→ **PROBLEM TO SOLVE**
Please give back an exact reproduction of the lines from the one with "Where can the white motorboat" through the end of the entries below, and no others.
★ ★ ★ ★ ★
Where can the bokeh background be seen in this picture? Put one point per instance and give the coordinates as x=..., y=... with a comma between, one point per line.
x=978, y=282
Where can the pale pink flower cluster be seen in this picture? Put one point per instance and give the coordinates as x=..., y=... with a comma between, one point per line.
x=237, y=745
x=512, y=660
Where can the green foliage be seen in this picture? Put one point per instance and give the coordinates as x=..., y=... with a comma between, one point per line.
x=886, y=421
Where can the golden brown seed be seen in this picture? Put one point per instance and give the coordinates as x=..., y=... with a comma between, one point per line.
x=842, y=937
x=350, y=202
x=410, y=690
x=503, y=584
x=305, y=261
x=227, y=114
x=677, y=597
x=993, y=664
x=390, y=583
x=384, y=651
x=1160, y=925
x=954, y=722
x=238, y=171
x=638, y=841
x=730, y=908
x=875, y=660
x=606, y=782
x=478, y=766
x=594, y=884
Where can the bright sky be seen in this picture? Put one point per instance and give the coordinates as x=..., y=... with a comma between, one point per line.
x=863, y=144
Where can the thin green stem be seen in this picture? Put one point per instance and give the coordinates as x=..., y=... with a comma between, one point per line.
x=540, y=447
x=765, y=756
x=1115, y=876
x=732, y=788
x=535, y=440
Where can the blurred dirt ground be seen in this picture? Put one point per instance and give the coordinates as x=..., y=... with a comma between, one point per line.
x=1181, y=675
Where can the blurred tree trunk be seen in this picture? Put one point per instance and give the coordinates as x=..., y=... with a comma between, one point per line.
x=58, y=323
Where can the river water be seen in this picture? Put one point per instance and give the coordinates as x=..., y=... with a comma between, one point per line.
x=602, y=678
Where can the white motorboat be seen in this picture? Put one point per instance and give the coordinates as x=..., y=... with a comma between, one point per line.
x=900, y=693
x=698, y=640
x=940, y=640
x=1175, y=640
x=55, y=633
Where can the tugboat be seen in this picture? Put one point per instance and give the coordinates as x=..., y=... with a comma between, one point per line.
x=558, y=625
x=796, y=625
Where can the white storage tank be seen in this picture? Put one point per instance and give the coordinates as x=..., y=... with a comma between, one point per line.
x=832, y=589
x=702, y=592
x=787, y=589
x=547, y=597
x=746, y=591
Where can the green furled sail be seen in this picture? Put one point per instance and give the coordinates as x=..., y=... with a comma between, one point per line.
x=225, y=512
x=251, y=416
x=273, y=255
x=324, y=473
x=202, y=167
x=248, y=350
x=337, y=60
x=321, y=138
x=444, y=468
★ ★ ★ ★ ★
→ **PROBLEM SOLUTION**
Where can the white motorboat be seen in this picture? Put one point per instance and give the coordinates as x=..., y=... with a comma between, one point per line.
x=900, y=693
x=698, y=640
x=940, y=640
x=1175, y=640
x=55, y=633
Where can the tugboat be seen in this picture? Put one point per instance and give the coordinates as x=..., y=... with a comma between, one point per line.
x=558, y=625
x=796, y=625
Where can the white storage tank be seen in this picture? Put one point per instance and give the coordinates as x=..., y=... with a comma between, one point per line.
x=832, y=589
x=702, y=592
x=787, y=589
x=547, y=597
x=746, y=591
Where can the green furled sail be seen in this picture? Put one point per instance and give the coordinates as x=..., y=... with a comma between, one point per line.
x=225, y=512
x=251, y=416
x=273, y=255
x=324, y=473
x=202, y=167
x=248, y=350
x=337, y=60
x=321, y=138
x=444, y=468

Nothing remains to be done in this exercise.